§ **Tarea planteada**:
Reescribe como lista el párrafo del fragmento sobre la regulación de los piquetes que comienza con «En la Apertura de Sesiones Ordinarias», conservando sus datos principales.

§ **Fragmento del texto**:

En la Apertura de Sesiones Ordinarias del Congreso de la Nación del 1 de marzo del 2014, la entonces presidenta, Cristina Fernández de Kirchner, postuló la necesidad de regular los piquetes. En este contexto se presentaron distintas iniciativas legislativas y una de las más relevantes fue la del diputado Juan Pedrini, que tenía entre sus cofirmantes a tres legisladores de gran importancia del Frente Para la Victoria, el partido de gobierno: Carlos Kunkel, Diana Conti y José María Díaz Bancalari. El objeto del proyecto de Ley de convivencia en manifestaciones públicas era garantizar el derecho a la libertad de expresión, reunión y petición, y la libre circulación. Frente a este propósito, la pregunta crucial es: ¿cómo es posible, de modo simultáneo, garantizar el derecho al corte de ruta y el derecho a la libre circulación? La operación que permite realizar esta doble protección es deudora de la teoría deliberativa del régimen democrático: conceptualizar al piquete solo como un ejercicio del derecho a la libertad de expresión. Bajo este paradigma, el proyecto define a la “manifestación legítima” como aquella que se encuentra notificada, no imposibilita el normal funcionamiento de servicios públicos, permite la libre circulación de grupos vulnerables, y no impide “totalmente la circulación de personas y vehículos en una dirección determinada” (Expediente. 2544-D-2014, art. 5.c). Si no se reúnen estos requisitos, “la manifestación es ilegítima” (Expediente. 2544-D-2014, art. 5).
Al igual que en los desarrollos de la teoría deliberativa del régimen democrático, en los fundamentos del proyecto se enuncia la existencia de un conflicto de derechos entre la libertad de expresión y la libre circulación, y se busca que “ambos derechos sean garantizados” (Expediente. 2544-D-2014). El proyecto propone, entonces, respetar a rajatabla la dimensión expresiva de las protestas, garantizando que las ideas se pueden volcar al foro público desde las veredas, o cortando las rutas o calles de modo parcial. Como contrapartida, la conceptualización de una manifestación como ilegítima por impedir totalmente la circulación es absolutamente consistente con los parámetros de la teoría deliberativa del régimen democrático: el proyecto protege la libertad de expresión, pero impide que la protesta se transforme en un acto de fuerza, que cause daño. Como la teoría deliberativa del régimen democrático no ha logrado comprender la dimensión de fuerza que es constitutiva y definitoria de la protesta, y la ha catalogado solo como un ejercicio de la libertad de expresión, se queda sin argumentos frente a proyectos que protegen la expresión de ideas y demandas, pero limitan su potencial de ejercicio de fuerza y habilitan su dispersión o represión.

§ **Información proporcionada**:
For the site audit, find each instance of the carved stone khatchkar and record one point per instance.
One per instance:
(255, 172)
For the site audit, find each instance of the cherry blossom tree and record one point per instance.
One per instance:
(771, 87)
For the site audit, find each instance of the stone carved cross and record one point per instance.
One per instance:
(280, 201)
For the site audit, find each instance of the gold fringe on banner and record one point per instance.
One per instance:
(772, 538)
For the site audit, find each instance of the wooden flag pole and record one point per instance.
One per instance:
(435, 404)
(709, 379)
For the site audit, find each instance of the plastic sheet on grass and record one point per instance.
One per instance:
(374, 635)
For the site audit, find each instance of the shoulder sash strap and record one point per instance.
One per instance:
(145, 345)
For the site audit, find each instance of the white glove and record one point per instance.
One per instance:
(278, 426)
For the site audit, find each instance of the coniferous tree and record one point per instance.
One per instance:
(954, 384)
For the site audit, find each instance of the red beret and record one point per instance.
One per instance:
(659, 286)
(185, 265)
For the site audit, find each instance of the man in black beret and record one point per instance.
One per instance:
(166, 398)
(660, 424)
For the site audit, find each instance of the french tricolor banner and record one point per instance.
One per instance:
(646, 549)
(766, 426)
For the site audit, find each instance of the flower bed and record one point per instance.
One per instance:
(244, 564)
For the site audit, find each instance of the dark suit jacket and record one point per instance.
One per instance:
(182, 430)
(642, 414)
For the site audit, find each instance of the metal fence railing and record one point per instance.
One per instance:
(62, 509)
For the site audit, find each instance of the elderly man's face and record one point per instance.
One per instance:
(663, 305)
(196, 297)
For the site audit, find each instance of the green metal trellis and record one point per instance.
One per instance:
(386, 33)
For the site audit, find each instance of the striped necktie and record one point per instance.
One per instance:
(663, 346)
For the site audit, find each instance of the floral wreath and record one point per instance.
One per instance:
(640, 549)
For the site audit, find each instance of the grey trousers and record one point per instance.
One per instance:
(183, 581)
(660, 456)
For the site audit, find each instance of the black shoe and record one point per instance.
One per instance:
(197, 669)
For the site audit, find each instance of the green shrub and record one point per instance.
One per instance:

§ **Solución propuesta**:
- El 1 de marzo de 2014, en la Apertura de Sesiones Ordinarias del Congreso de la Nación, la entonces presidenta Cristina Fernández de Kirchner planteó la necesidad de regular los piquetes.
- Se presentaron varias iniciativas legislativas. Una de las más relevantes fue la del diputado Juan Pedrini, cofirmada por Carlos Kunkel, Diana Conti y José María Díaz Bancalari, del Frente Para la Victoria, el partido de gobierno.
- El proyecto de Ley de convivencia en manifestaciones públicas buscaba garantizar la libertad de expresión, reunión y petición, y la libre circulación.
- Pregunta clave: cómo garantizar a la vez el derecho al corte de ruta y el derecho a la libre circulación.
- Solución, tomada de la teoría deliberativa del régimen democrático: entender el piquete solo como ejercicio de la libertad de expresión.
- Según el proyecto, una «manifestación legítima» cumple estas condiciones (Expediente 2544-D-2014, art. 5.c):
  - está notificada;
  - no imposibilita el normal funcionamiento de los servicios públicos;
  - permite la libre circulación de grupos vulnerables;
  - no impide totalmente la circulación de personas y vehículos en una dirección determinada.
- Si no cumple estos requisitos, la manifestación es ilegítima (art. 5).